Work to be completed: Write the listing out again, all of it, word for word.

Provided records:
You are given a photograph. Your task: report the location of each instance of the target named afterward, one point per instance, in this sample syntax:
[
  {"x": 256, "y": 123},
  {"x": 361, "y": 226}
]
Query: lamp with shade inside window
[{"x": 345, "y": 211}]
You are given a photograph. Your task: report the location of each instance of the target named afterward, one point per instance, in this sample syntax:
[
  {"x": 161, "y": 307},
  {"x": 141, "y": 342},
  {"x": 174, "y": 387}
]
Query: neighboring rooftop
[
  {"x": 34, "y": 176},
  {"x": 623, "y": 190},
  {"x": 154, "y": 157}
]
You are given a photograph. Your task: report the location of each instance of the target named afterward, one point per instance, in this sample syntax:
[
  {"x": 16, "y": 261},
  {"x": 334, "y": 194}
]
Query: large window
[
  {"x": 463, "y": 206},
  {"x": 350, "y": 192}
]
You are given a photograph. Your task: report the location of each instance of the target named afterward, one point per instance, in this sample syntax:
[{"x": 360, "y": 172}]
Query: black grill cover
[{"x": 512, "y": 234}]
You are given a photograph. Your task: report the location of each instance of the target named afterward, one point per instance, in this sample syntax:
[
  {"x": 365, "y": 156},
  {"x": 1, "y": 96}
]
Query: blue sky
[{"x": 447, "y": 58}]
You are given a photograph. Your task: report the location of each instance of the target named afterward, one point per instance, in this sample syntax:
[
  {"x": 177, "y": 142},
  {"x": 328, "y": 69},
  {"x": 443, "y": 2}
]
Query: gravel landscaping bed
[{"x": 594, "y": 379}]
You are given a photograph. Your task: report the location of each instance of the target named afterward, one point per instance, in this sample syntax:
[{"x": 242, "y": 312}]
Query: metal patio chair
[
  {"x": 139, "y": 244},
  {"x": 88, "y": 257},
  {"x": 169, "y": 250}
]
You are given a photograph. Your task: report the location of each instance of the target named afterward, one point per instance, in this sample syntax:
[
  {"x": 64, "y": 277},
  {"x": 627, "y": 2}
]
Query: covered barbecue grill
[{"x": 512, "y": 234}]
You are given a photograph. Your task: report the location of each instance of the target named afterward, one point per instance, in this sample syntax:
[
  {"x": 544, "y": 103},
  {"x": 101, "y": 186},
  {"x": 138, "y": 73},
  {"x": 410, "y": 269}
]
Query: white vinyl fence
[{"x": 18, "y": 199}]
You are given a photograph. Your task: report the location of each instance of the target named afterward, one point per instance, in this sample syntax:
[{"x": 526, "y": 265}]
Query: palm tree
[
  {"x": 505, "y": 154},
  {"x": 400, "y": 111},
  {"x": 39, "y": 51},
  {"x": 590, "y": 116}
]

Solved problem:
You are given a photograph. Your task: report the location of each instance of the target named afterward, one point per instance, in this sample syntax:
[
  {"x": 256, "y": 123},
  {"x": 361, "y": 226}
]
Query: lamp with shade inside window
[{"x": 345, "y": 211}]
You are given a photograph. Your task: report the location of each instance of the target named afterward, one point per instance, in this sample syntax:
[
  {"x": 161, "y": 307},
  {"x": 141, "y": 342},
  {"x": 174, "y": 387}
]
Query: neighboring rooftop
[
  {"x": 34, "y": 176},
  {"x": 623, "y": 190},
  {"x": 154, "y": 157}
]
You are given a photograph. Your task: report the location of each instance of the target named afterward, one point per instance, in this sample syntax:
[
  {"x": 16, "y": 261},
  {"x": 334, "y": 194}
]
Query: large window
[
  {"x": 463, "y": 206},
  {"x": 350, "y": 192}
]
You are given a photograph. Your task: report the location of each instance of the target named afterward, one point per instance, in this sample syntax:
[{"x": 360, "y": 172}]
Query: black grill cover
[{"x": 512, "y": 234}]
You are given a photograph. Your task: report the location of each instance of the target named afterward, one point per instance, in this sample syntax:
[
  {"x": 365, "y": 156},
  {"x": 1, "y": 96}
]
Query: blue sky
[{"x": 447, "y": 58}]
You are given a photograph. Your task: report the location of each instance of the target named afterward, one point per instance, in this sample syntax:
[
  {"x": 177, "y": 142},
  {"x": 328, "y": 69},
  {"x": 443, "y": 2}
]
Query: gravel landscaping bed
[{"x": 594, "y": 379}]
You are given a photograph. Your task: report the location of each instance of the target named afterward, one point per instance, in this sample syntax:
[{"x": 242, "y": 312}]
Query: metal patio chair
[
  {"x": 139, "y": 244},
  {"x": 88, "y": 257},
  {"x": 169, "y": 250}
]
You are given a photograph. Your task: report the location of each instance of the target named afterward, one point per instance, in this sample syntax:
[
  {"x": 64, "y": 277},
  {"x": 627, "y": 2}
]
Query: covered barbecue grill
[{"x": 512, "y": 234}]
You are given a photograph. Your task: report the location of each instance of the target named afterward, one point per instance, in this sample syntax:
[
  {"x": 544, "y": 103},
  {"x": 101, "y": 186},
  {"x": 138, "y": 73},
  {"x": 410, "y": 269}
]
Query: white vinyl fence
[{"x": 18, "y": 199}]
You are given a photograph. Your task: report the location of each instance of the target named afterward, one point per instance, in this sample syntax:
[{"x": 526, "y": 265}]
Query: palm tree
[
  {"x": 505, "y": 154},
  {"x": 400, "y": 111},
  {"x": 39, "y": 51},
  {"x": 590, "y": 116}
]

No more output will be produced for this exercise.